List every line of the records below that contains the word "purple", copying each line in full.
Start of INFORMATION SHOWN
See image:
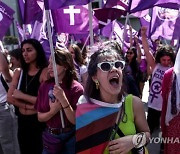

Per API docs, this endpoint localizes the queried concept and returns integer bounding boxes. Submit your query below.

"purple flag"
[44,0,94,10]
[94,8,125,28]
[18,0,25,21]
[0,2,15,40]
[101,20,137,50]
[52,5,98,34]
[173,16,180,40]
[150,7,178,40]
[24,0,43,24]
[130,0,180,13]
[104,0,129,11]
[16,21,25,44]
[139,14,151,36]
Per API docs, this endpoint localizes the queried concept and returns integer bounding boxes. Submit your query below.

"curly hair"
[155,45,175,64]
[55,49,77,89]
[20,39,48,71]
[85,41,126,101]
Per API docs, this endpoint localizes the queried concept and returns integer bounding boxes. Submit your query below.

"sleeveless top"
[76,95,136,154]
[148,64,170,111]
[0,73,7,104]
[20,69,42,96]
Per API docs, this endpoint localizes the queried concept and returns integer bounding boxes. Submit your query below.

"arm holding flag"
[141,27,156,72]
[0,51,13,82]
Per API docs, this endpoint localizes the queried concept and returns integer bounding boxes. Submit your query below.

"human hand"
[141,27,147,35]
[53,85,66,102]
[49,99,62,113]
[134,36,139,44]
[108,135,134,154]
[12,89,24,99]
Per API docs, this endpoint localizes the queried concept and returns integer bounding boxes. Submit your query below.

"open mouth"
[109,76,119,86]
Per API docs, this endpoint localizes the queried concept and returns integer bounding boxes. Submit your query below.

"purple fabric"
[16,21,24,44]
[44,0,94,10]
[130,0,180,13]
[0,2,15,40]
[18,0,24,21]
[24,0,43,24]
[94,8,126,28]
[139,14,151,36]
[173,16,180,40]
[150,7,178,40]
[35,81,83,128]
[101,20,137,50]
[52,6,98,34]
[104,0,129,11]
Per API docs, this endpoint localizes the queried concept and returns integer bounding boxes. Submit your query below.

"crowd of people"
End of INFORMATION SHOWN
Start of INFORMATION SHOWN
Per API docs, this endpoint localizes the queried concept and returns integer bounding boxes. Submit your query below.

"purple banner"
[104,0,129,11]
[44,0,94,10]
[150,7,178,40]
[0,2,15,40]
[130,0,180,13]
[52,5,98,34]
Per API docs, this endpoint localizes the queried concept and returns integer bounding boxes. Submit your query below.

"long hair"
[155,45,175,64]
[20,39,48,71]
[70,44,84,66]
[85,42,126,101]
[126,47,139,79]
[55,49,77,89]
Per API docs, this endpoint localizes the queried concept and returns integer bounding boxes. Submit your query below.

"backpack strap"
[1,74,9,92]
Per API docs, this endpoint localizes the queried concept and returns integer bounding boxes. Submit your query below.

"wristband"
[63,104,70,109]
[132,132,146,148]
End of INFORMATION SHOWN
> _FINAL RESULT_:
"purple flag"
"purple fabric"
"purple banner"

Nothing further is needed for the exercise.